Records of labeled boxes
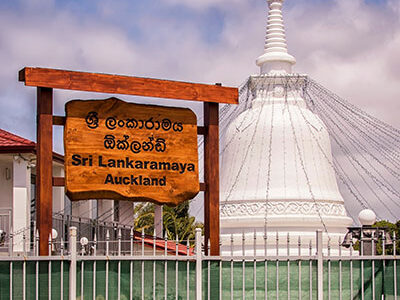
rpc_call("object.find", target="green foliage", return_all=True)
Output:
[134,201,204,244]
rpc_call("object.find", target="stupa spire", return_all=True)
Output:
[256,0,296,74]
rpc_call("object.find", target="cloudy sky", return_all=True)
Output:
[0,0,400,220]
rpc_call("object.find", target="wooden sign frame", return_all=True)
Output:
[19,67,239,256]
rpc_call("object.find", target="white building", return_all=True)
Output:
[220,0,353,255]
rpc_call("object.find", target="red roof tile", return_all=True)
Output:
[0,129,35,148]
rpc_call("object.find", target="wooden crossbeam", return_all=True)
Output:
[19,67,238,104]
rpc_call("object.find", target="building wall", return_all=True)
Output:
[0,155,13,210]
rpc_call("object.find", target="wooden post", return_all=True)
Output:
[204,102,220,256]
[36,87,53,256]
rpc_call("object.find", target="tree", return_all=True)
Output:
[134,201,204,244]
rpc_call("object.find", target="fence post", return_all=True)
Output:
[316,229,324,300]
[195,228,203,300]
[68,226,77,300]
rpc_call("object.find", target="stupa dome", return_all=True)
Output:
[220,0,353,253]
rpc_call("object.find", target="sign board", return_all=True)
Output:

» DESCRIPTION OF THE TASK:
Can you output every line of the records above verbatim, leaving out the pictures?

» WRITTEN RESPONSE:
rpc_call("object.find", target="green foliage", return_all=True)
Output:
[134,201,204,244]
rpc_call("object.find", target="stupa spire", return_all=True)
Output:
[256,0,296,74]
rpc_call("object.find", target="cloudy sky", return_all=True)
Output:
[0,0,400,220]
rpc_call("object.find", target="wooden sign frame", return_all=True)
Output:
[19,67,239,256]
rpc_call("object.find", target="white building", return_all=True)
Output:
[220,0,353,255]
rpc_call("object.find", target="red roof tile", return_all=True)
Output:
[0,129,35,148]
rpc_call("object.find", target="wooden crossbeam", return_all=True)
Output:
[19,67,238,104]
rpc_call("object.find", target="building wall", return_all=True)
Output:
[0,155,13,210]
rpc_call("object.find", target="wooden post", return_all=True)
Output:
[204,102,220,256]
[36,87,53,256]
rpc_call("object.find", target="tree", return_all=True)
Output:
[134,201,204,244]
rpc_call("object.find", target="fence post", return_all=True)
Output:
[316,229,324,300]
[195,228,203,300]
[68,226,77,300]
rpc_call("object.find", target="stupa dome", return_all=True)
Output:
[220,0,353,253]
rpc_call("object.find", target="sign board", return_all=True)
Output:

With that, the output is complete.